- [Task instructions]:
Count the lines in the entries below that contain the string "every", treating uppercase and lowercase as different. Give only the number.

- [Data supplied]:
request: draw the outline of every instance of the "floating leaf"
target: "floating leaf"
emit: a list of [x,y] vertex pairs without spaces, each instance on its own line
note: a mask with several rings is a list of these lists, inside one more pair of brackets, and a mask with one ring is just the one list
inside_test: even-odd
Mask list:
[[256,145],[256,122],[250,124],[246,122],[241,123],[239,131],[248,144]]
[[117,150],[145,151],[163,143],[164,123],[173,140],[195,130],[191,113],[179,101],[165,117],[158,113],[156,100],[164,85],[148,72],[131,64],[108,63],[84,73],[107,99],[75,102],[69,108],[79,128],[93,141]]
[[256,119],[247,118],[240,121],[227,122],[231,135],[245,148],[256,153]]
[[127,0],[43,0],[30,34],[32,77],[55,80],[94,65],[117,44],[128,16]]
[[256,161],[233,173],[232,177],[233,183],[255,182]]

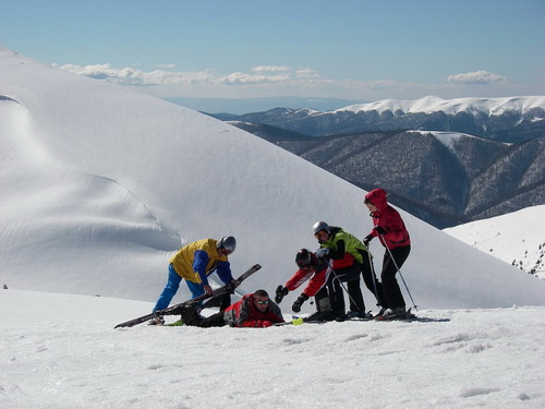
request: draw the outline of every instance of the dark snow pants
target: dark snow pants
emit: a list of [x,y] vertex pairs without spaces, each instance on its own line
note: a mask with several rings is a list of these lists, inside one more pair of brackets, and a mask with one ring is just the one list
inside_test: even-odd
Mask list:
[[350,311],[365,311],[362,289],[360,288],[361,266],[354,263],[350,267],[339,268],[331,272],[327,281],[331,310],[338,315],[344,315],[344,293],[341,282],[347,282],[347,290],[350,300]]
[[227,325],[226,320],[223,320],[222,312],[218,312],[214,315],[204,317],[197,312],[197,310],[192,306],[190,306],[182,313],[182,320],[185,325],[198,326],[201,328]]
[[365,287],[375,294],[375,299],[377,302],[377,305],[384,306],[384,308],[389,308],[388,302],[386,301],[384,297],[384,289],[383,285],[378,279],[376,278],[375,275],[375,268],[373,267],[373,262],[370,261],[371,254],[366,251],[359,251],[359,253],[362,255],[363,263],[362,263],[362,276],[363,276],[363,282],[365,282]]
[[387,306],[390,309],[405,306],[403,294],[401,293],[398,280],[396,279],[396,274],[398,273],[396,264],[399,268],[401,268],[407,257],[409,257],[410,252],[411,252],[411,245],[403,245],[400,248],[390,249],[390,253],[393,256],[396,263],[393,263],[393,261],[391,260],[388,250],[386,250],[386,252],[384,253],[383,273],[380,274],[380,278],[383,280],[383,289]]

- [Solution]:
2